Position annotation records:
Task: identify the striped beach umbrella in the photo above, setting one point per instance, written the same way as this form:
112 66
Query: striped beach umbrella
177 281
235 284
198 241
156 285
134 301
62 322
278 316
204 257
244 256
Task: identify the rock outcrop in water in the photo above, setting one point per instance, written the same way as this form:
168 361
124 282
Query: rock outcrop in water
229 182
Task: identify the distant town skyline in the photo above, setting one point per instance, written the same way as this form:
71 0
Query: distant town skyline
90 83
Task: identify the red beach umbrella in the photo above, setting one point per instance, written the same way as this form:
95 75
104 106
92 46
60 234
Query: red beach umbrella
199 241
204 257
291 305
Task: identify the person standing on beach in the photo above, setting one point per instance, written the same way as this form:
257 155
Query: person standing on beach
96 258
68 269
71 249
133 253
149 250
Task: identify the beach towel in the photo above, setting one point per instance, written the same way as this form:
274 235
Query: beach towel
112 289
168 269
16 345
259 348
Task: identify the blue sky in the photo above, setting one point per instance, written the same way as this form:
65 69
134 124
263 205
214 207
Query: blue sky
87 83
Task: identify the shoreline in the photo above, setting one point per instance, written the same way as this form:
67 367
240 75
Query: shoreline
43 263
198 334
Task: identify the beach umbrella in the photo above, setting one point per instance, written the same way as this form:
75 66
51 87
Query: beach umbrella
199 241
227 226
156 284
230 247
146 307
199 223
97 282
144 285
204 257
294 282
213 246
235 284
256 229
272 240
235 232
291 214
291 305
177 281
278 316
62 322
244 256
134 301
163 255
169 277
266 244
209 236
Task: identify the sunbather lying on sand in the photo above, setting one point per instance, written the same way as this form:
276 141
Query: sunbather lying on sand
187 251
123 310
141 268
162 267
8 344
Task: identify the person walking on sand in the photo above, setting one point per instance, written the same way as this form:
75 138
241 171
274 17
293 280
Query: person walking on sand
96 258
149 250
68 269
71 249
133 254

» **WHAT YOU HAVE TO DO**
Repeat back the data above, exact to the last character.

» **FINISHED TASK**
Task: identify the striped beach umbrella in the photo above, setting one point per instance, written the same way as this form:
112 66
Query: striped beach umbrella
177 281
235 284
198 241
156 285
134 301
62 322
278 316
204 257
244 256
Task: identify the rock outcrop in water in the photo above, setting one point per instance, written the same way as this form:
168 361
124 282
Query: rock outcrop in water
229 182
Task: identify the distant town skyline in the photo above, setting one point per instance, written the same way as this form:
71 0
Query: distant town skyline
90 83
Task: identify the red beach umbrella in the photo above, setting one point per instance, written the same way as this form:
95 75
104 106
92 46
60 234
Query: red beach umbrella
199 241
204 257
291 305
Task: identify the person standing on beach in the photo above, setting one point per instance, written the same way as this form:
257 155
Query: person standing on beach
96 258
68 269
71 249
133 253
149 250
Task: identify the beach towel in the photo above, setting one point per instance, written the same way as this form:
274 235
Query: beach towel
112 289
168 269
16 345
259 348
Task: identify the blue sky in the photo above, setting one point per instance, written the same way as this form:
65 69
134 124
263 205
214 207
Query: blue sky
87 83
Task: identify the shoreline in the photo above, setting one point per instance, written the same way as this form:
67 367
240 75
Query: shoreline
43 263
198 334
Task: identify the beach umbrella in the photo above, setting one point per instance, written the same way as this form:
75 66
51 87
Query: beach umbrella
199 241
227 226
156 284
230 247
146 307
199 223
97 282
144 285
204 257
294 282
213 246
235 284
256 229
272 240
235 232
291 214
291 305
177 281
278 316
62 322
244 256
134 301
163 255
169 277
266 244
209 236
Task: identify the sunbather lying on sand in the photo above, setting one point per instance, written the same way as this form:
276 141
Query: sunbather lying on sand
187 251
123 310
141 268
162 267
8 344
Task: identify the person walking on sand in the photo above, setting one point per instance, written the same way as this form:
75 138
241 171
274 17
293 280
Query: person walking on sand
96 258
149 250
68 269
71 249
133 254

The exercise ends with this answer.